Segment Start: Study text
This website uses cookies to ensure you get the best experience on our website. Learn more

Norwich School Blog

ON Harry Jolly (07-14) shares his Geography journey



Having spent the majority of my A-levels failing miserably in my attempts to lead Mr Rowlandson (Assistant Head of Staff Development) on tangents regarding our beloved Norwich City, I feel it extremely important to share the profound impact the Geography Department and all those who taught in it had on me, not only during my time at Norwich School but equally since. 

I began life at Norwich School with the vivacious Mr Banham (07-11) as my form tutor, I remember the first morning embarking on the Kilimanjaro-esque climb to the top of the Bishop Palace as a chubby Lower Four in an oversized blazer. A journey my blazer and I (which eventually fitted in Middle Fifth!) became extremely familiar with over the next 7 years. Mr Banham ticked every possible stereotypical geography teacher credential. I remember one tutorial, post-summer exams when faced with a room full of sulking ‘playground footballers’ who had pushed the extremities of ‘next goal wins’ during lunch break, Mr Banham set us the arduous task of decorating the form room. A room we would probably only all congregate in a couple more times before the academic year was out. Nonetheless, in the heat of summer, he opted for us crafting paper snowflakes (not quite colouring in, but close!). His enthusiasm throughout was infectious, enthusiasm superseding him and running straight through the geography department throughout my time at Norwich School. 

My GCSE years in the department were guided by Ms Turner (09-19) and Mr Hopgood, equally brilliant at nurturing curiosity, energy, and a can-do attitude throughout the classroom and field-based curriculum. I was enthused by the easy-going and independent approach, each member of the department took to teaching, the level of two-way informative discussion increasing as I progressed through the school into my A-levels. On occasion, I was susceptible to getting a little carried away but was always encouraged to get back ‘on task’, as Mr Rowlandson and Mr Goddard (83-Present) would soon channel my enthusiasm away from Carrow Road and towards the demographic transition model or glacial landscapes! 

By the time I left Norwich School in 2014, my independent learning skills and inquisition for the subject I would study for a further 3 years at Durham University were deeply rooted in my enjoyment of its topics and more importantly all those who took an interest in it. This undoubtedly set me in great stead for university life and gave me the platform to develop these interests further. When deciding on a dissertation title, I remember having flashbacks of chasing dog biscuits and tangerines down the River Tiffey, it didn’t come as much of a surprise to me when I eventually decided on studying the effects of nitrate pollution within Norfolk’s watercourses (I even managed to choose a sampling site at Carrow Bridge).
Segment End: Study text
-- Exercise 1 --
In the Geography blog post, where did the writer study Geography for a further three years after leaving Norwich School?
-- Exercise 2 --
Please continue the Geography blog post, starting right after its final sentence.
The lines that come next are separate material, unrelated to the Geography blog post.
Segment Start: Source information
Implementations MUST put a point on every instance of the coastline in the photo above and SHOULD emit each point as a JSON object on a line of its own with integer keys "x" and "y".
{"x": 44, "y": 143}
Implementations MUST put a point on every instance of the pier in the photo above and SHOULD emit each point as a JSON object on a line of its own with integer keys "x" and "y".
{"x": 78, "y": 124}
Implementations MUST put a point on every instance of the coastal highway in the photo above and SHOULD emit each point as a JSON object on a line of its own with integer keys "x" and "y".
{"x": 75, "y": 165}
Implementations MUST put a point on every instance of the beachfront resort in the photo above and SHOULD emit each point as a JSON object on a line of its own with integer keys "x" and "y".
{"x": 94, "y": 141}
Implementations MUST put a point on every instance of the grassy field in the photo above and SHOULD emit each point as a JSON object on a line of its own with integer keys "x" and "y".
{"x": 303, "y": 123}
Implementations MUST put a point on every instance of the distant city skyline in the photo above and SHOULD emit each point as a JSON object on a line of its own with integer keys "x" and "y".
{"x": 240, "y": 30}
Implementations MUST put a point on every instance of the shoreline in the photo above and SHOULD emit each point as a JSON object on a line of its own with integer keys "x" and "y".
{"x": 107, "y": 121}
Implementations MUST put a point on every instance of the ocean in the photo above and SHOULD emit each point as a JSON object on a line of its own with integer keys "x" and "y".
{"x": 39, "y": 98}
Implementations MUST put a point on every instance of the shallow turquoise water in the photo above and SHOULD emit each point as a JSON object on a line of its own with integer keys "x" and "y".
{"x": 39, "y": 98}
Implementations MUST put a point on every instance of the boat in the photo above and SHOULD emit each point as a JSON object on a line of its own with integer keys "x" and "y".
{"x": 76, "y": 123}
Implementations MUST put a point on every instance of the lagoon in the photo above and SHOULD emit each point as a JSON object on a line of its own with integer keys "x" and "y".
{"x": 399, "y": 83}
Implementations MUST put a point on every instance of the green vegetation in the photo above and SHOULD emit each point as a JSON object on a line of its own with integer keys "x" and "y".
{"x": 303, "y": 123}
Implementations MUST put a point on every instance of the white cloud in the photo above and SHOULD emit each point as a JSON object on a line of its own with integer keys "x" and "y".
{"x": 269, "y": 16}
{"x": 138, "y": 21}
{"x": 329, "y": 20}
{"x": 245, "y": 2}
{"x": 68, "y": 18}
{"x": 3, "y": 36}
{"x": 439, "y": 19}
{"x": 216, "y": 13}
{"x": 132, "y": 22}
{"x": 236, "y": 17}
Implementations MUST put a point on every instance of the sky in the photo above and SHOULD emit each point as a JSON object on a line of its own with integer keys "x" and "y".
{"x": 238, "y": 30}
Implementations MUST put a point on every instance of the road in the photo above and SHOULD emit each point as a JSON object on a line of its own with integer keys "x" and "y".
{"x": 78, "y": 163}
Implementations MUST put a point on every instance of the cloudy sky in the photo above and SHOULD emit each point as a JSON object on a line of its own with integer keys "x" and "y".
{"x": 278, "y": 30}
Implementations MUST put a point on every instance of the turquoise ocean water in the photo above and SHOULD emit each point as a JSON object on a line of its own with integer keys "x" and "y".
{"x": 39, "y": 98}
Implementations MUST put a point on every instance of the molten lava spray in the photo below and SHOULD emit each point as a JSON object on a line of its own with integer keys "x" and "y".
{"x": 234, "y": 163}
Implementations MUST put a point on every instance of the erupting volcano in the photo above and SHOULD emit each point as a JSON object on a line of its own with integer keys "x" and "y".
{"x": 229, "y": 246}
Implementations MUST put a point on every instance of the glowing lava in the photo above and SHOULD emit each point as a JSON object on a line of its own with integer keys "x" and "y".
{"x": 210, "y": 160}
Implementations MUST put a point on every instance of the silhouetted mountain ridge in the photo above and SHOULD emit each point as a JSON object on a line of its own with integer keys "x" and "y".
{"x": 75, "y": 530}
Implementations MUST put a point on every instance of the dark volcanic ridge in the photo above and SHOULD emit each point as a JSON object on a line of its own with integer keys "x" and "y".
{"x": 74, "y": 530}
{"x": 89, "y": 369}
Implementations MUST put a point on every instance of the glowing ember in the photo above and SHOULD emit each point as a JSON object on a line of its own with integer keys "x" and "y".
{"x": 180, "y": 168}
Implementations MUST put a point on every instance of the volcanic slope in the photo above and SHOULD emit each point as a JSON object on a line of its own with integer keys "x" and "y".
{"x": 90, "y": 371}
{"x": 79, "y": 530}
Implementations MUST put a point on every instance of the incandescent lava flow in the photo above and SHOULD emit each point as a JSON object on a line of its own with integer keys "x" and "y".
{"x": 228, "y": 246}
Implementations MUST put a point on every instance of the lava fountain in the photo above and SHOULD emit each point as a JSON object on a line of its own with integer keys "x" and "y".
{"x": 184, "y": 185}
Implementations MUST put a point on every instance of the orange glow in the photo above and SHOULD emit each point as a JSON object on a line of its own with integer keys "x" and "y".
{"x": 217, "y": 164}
Segment End: Source information
-- Task response 1 --
Durham University.

-- Task response 2 --
Sadly, between the excitement of graduating and the pressure of needing to find a job quickly, I managed to convince myself that Geography and I had run our course. I ended up staying in Durham and found a role working in a start-up local estate agency where I remained reasonably content for 18-months before the sudden realisation I was meandering through my early twenties. 

It was my subsequent trip to New Zealand and admiration for the extent of environmental stewardship throughout the country causing me to search for a job allowing me to channel the Norwich School Geography Department's enthusiasm to a similar effect. Unfortunately, I had limited workplace experience within an environmental setting and found landing the opportunity for an interview extremely difficult. Much like Mr Banham’s Trinity Term Christmas decorations, I was a bit of a non-starter without engaging with them face to face! 

Fortunately, an opportunity arose in October 2019 with Grupo Ambipar, a Brazilian owned, international emergency response and environmental service provider within their Incident Preparedness and Oil Spill Response Unit. I was extremely grateful that my now boss, shares the same approach to channeling enthusiasm as the Norwich School Geography Department. It was especially important I shared this news with Mr Rowlandson after all he and his colleagues had done for me throughout my time at the school. Albeit, he was slightly disappointed that I hadn’t gone into teaching! 

Whilst Coronavirus has put a halt to several opportunities this year, I have been fortunate enough to be involved in a range of consultancy and training projects for Ports, Harbours, Windfarms and Oil/Gas Clients, delivering specialist guidance, training, and running exercises in oil and chemical spill response. No single day is the same, the mixture of preparedness activities, alongside equipment deployments and environmental responses ensure I am always considering new environmental and socio-economic sensitivities. Nonetheless, I have been somewhat grateful for the limited international travel, spending the majority of the past few months training in some of the most beautiful coastal and estuarine areas the UK has to offer. That said, I’m yet to find a better spot for eating fish and chips than Cromer Pier!  

It's very uplifting and makes me extremely proud to have been a member of Norwich School when I catch myself rekindling the hobbied approach to the natural and anthropogenic world through both work and leisure activities. I am ever conscious and thankful to those members of the Geography Department who instilled this in me, my peers, and no-doubt many more Norvicensians to come.